SOURCE TEXT Start Marker

Returning to the negative MSLP and positive 850-hPa vorticity tracking diagnostics, the mean intensities of features are given in Figs. 5e and 6e, respectively. The two variables have perhaps surprisingly similar behaviors. Each shows Pacific and Atlantic storms to have similar mean intensity with weaker storms in northern Asia. The smaller-scale systems occurring in the Mediterranean are seen better in the vorticity as noted before, and they have weaker mean intensities than the main storm track regions. In fact this is a region in which the representation of storms are likely to be very sensitive to the integration resolution of the model. The average growth or decay rates of features with amplitude a passing through any location are computed as the mean of a–1 da/dt and shown in Figs. 5f and 6f. The maximum growth rates are close to (1-day)–1 in the main baroclinic regions, but more typically about half this across the rest of the main activity regions of the storm tracks. As discussed in Hoskins (2001), there is surprisingly good agreement between this measure and the Eady maximum growth rate based on linear theory. The Pacific shows growth upstream and along the track with decay to the north and on the west coast of North America associated with the cyclolysis already discussed (cf. Figs. 5d and 6d). For vorticity, the decay on the upslope and growth on the downslope of the Rockies is striking. This is followed for vorticity by decay from the Great Lakes to the Davis Straits, consistent with the lysis there. Both fields show growth off Cape Hatteras and eastward toward the United Kingdom, with lysis to the north and over western Europe.

The mean velocity of features (Figs. 5g and 6g) are generally consistent with steering by the mean flow near the 700-hPa level with maximum speeds occurring from the western continental margins into the two ocean basins consistent with the position and orientation of the two subtropical jets. The mean lifetimes of features (Figs. 5h and 6h) are mostly between 4 and 5 days in the Atlantic consistent with the mean speeds. Lifetimes are rather longer than this in the western Pacific with a decrease in the eastern Pacific consistent with the generation of the secondary systems already discussed.

SOURCE TEXT End Marker

EXERCISE REQUIREMENTS:
**1)** Can you condense the paragraph of the storm-track passage that begins "The mean velocity of features" into a shorter version that keeps its main facts?
**2)** Could you reproduce the stretch of the storm-track passage from "The mean velocity" through "systems already discussed."?
These lines have no connection to the storm-track passage.

INFORMATION SHOWN Start Marker

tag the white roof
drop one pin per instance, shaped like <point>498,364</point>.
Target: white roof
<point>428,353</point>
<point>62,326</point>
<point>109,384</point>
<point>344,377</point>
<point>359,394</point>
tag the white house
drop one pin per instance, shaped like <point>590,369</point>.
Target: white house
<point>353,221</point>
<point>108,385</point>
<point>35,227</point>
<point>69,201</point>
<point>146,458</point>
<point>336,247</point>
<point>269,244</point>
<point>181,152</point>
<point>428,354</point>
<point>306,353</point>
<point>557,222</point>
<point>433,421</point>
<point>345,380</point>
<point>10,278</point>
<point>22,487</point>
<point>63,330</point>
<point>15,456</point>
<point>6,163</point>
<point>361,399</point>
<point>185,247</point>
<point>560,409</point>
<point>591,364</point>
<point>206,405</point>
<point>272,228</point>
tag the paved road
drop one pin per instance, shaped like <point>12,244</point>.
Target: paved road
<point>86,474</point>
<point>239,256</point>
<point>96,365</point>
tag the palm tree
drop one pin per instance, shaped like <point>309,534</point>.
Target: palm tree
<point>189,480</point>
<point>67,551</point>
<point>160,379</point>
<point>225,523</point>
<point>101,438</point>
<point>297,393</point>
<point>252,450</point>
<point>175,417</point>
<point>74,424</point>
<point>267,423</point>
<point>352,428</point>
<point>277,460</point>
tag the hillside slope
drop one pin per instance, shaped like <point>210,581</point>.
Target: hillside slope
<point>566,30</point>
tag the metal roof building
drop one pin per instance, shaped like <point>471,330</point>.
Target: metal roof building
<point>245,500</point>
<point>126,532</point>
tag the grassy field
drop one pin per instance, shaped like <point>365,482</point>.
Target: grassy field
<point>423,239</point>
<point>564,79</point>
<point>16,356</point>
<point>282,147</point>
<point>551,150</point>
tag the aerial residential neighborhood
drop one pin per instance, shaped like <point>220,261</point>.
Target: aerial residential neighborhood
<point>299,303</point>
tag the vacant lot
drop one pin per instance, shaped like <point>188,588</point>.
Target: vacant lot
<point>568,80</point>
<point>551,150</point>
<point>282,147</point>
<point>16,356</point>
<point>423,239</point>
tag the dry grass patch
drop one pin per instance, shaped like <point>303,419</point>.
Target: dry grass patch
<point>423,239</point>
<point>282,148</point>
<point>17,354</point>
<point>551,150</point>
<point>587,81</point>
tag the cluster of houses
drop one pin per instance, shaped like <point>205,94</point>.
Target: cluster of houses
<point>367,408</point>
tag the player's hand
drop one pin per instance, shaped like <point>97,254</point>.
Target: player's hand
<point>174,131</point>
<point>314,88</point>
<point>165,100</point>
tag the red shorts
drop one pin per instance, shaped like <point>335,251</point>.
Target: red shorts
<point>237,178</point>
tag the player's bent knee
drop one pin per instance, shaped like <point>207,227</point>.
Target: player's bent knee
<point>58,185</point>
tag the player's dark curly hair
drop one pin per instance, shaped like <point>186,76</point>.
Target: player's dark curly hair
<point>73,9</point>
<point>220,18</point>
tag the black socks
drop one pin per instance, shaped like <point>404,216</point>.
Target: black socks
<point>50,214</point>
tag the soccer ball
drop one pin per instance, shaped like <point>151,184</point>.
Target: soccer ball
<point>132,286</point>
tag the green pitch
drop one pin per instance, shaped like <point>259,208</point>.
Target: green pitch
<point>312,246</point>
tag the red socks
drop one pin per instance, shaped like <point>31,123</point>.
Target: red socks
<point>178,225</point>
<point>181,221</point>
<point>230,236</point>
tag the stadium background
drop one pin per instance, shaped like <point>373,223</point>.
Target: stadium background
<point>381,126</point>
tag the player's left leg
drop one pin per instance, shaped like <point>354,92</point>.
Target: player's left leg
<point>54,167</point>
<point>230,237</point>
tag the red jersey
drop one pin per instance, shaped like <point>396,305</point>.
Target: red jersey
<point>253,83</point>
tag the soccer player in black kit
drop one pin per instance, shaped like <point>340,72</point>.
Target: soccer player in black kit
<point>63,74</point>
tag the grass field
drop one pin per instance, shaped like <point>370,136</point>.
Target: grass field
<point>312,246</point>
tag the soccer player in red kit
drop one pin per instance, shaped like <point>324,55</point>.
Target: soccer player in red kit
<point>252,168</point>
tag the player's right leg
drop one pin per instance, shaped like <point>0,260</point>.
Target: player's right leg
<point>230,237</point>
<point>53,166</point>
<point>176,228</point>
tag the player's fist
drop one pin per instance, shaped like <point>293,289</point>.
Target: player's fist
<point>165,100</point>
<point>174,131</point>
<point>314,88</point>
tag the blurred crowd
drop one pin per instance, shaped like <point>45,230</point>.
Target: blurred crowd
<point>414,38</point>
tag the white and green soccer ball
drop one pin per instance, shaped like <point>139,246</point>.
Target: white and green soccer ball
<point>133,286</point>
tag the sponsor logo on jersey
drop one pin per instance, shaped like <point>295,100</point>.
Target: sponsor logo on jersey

INFORMATION SHOWN End Marker

WRITTEN RESPONSES:
**1)** Feature velocities generally match steering by the mean flow near the 700-hPa level. The highest speeds run from the western continental margins into the two ocean basins, in line with the position and orientation of the two subtropical jets. In the Atlantic, feature lifetimes are mostly 4 to 5 days, consistent with those mean speeds. Lifetimes are longer in the western Pacific and shorter in the eastern Pacific, consistent with the generation of secondary systems.

**2)**
The mean velocity of features (Figs. 5g and 6g) are generally consistent with steering by the mean flow near the 700-hPa level with maximum speeds occurring from the western continental margins into the two ocean basins consistent with the position and orientation of the two subtropical jets. The mean lifetimes of features (Figs. 5h and 6h) are mostly between 4 and 5 days in the Atlantic consistent with the mean speeds. Lifetimes are rather longer than this in the western Pacific with a decrease in the eastern Pacific consistent with the generation of the secondary systems already discussed.